(Beginning of ENTRIES SHOWN)

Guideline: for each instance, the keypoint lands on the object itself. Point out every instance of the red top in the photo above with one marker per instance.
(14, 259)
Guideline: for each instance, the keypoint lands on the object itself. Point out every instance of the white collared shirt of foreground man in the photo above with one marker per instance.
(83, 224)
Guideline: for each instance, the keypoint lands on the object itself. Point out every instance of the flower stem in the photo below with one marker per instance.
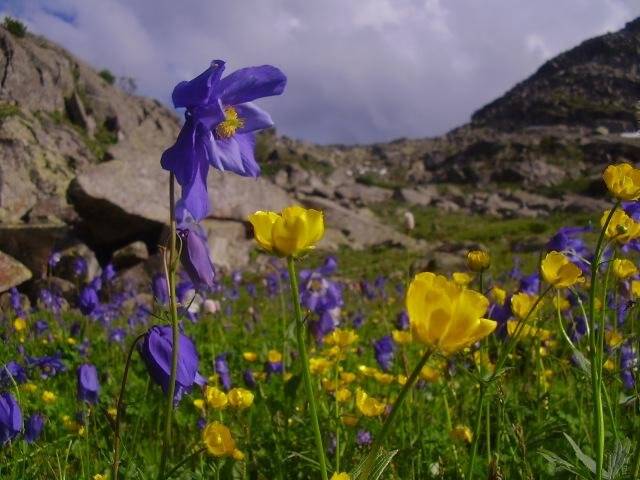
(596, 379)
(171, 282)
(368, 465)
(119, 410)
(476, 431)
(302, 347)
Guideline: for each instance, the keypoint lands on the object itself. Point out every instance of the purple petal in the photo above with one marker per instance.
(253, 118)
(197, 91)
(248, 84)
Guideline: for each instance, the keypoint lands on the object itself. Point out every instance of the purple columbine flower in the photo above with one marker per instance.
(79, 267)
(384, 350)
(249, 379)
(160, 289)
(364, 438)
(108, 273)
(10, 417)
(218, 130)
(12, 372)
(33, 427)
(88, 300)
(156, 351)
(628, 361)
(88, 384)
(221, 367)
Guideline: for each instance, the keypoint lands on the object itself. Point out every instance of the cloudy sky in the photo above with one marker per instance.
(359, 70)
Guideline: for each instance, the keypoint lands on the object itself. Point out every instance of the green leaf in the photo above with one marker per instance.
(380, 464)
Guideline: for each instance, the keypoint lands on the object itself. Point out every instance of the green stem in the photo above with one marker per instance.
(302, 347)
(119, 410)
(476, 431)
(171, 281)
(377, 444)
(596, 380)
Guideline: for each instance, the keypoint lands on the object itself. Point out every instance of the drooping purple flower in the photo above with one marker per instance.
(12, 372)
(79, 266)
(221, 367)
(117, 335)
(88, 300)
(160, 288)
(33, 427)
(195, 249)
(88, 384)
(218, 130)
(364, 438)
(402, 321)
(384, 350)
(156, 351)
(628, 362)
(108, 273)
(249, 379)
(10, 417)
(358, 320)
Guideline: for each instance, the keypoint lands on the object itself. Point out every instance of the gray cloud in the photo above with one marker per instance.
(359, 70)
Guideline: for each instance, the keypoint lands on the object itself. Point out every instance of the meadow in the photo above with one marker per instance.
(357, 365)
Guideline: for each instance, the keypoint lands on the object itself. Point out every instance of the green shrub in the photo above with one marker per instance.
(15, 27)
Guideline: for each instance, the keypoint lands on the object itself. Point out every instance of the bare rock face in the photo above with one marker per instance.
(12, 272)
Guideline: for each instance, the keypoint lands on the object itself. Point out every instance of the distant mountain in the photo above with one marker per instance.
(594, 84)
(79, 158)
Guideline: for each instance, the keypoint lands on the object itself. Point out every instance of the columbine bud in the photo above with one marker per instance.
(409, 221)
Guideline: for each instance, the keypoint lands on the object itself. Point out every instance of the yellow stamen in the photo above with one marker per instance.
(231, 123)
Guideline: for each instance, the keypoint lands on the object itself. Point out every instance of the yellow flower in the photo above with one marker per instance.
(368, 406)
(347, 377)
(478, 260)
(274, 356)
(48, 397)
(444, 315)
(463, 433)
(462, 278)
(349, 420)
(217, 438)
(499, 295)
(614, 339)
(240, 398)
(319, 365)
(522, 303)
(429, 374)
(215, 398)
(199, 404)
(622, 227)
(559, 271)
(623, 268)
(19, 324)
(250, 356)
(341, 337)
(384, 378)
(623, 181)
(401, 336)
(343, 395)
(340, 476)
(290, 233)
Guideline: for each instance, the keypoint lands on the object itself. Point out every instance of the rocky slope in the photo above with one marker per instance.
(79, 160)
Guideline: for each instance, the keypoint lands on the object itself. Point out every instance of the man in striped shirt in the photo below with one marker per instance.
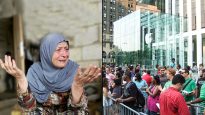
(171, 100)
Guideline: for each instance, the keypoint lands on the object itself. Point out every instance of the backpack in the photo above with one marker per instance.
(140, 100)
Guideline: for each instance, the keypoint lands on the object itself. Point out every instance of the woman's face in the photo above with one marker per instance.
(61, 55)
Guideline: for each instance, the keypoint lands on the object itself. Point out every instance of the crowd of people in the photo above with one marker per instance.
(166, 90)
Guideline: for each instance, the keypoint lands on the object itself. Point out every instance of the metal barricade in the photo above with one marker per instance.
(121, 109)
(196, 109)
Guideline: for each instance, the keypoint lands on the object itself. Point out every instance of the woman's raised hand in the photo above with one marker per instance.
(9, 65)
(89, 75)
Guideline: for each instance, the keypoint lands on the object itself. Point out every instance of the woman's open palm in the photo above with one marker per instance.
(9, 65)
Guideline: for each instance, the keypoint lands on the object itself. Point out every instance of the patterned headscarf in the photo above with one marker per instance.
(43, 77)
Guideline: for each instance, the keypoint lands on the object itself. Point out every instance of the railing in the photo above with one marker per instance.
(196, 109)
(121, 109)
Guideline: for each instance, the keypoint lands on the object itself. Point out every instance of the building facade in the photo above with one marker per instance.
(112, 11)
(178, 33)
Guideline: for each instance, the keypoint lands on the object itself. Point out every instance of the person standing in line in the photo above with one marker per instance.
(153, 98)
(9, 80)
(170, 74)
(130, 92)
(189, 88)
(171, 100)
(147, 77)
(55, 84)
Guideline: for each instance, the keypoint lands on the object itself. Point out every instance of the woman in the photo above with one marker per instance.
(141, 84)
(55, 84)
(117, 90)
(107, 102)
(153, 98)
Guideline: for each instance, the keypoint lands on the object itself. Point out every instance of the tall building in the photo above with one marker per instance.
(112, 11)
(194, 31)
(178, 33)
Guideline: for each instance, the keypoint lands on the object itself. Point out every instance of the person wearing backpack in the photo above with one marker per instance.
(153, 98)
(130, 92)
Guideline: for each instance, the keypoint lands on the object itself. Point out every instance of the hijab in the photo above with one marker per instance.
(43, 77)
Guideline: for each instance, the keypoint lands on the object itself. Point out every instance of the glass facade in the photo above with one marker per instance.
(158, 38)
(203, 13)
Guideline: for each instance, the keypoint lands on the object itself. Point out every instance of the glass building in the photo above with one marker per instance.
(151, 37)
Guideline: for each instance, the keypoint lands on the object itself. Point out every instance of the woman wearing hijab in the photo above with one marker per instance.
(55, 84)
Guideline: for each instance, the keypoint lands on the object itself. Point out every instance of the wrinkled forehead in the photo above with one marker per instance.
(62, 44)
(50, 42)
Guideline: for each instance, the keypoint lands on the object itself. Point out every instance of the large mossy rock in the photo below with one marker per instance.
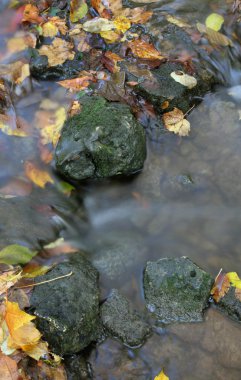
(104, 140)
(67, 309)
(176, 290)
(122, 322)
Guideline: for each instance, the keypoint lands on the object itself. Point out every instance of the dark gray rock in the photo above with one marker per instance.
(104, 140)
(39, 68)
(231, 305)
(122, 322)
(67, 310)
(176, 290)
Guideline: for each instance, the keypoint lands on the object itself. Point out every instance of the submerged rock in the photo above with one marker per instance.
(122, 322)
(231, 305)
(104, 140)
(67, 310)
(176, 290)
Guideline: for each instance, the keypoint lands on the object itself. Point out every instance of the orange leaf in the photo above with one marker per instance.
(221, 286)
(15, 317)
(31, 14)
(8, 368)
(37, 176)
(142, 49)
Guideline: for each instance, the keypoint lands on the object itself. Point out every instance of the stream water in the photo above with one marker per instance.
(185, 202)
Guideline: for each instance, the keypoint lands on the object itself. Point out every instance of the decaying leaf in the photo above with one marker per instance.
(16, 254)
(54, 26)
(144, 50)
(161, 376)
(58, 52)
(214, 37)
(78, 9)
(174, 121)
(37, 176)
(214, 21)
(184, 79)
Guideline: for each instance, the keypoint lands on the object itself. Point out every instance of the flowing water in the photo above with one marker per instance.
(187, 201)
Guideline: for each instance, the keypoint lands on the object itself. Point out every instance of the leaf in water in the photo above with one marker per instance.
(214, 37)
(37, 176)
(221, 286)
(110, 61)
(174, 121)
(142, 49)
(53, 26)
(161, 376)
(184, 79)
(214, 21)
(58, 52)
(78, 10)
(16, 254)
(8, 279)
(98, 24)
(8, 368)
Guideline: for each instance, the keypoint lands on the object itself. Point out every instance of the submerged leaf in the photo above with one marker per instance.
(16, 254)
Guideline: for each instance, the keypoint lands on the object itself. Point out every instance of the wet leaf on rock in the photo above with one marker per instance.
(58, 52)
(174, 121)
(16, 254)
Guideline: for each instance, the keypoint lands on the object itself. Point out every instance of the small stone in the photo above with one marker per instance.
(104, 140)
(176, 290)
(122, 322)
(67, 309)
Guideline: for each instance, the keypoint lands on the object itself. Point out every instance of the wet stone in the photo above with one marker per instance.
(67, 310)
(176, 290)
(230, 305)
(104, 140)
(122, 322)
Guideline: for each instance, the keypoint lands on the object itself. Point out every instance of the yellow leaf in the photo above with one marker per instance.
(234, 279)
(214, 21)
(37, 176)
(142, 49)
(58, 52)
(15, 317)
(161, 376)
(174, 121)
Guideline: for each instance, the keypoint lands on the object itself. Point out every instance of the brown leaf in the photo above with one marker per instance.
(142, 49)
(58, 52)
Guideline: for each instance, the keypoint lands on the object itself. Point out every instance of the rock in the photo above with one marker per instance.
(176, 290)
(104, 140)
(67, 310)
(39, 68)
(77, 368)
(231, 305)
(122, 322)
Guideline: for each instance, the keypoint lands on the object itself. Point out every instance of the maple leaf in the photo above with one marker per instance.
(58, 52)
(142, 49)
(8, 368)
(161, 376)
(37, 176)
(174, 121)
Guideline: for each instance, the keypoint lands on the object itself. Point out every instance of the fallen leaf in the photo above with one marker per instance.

(End of ENTRIES SHOWN)

**DESCRIPTION OF THE TASK**
Using the line that contains "of the brown" as the first, reproduce each line exactly through the last line of the listing.

**SOLVED PROBLEM**
Guideline: for each instance, the keypoint lands on the object itself. Point out every instance of the brown leaf in the photo above with one marker per instance.
(142, 49)
(58, 52)
Guideline: for each instance, the keypoint lands on the object itself. Point out every instance of the rock in the photo above with one marker per instance.
(176, 290)
(104, 140)
(67, 310)
(39, 68)
(77, 368)
(231, 305)
(122, 322)
Guideline: for each instance, the keypoint lands on the object itself. Point out every instance of the maple leaf in the photo above with one marker per instance.
(58, 52)
(142, 49)
(8, 368)
(161, 376)
(37, 176)
(174, 121)
Guideline: for each instance, the keypoint lands on the object itself. Point out every instance of the fallen leaf in the photo above with one marker per instance.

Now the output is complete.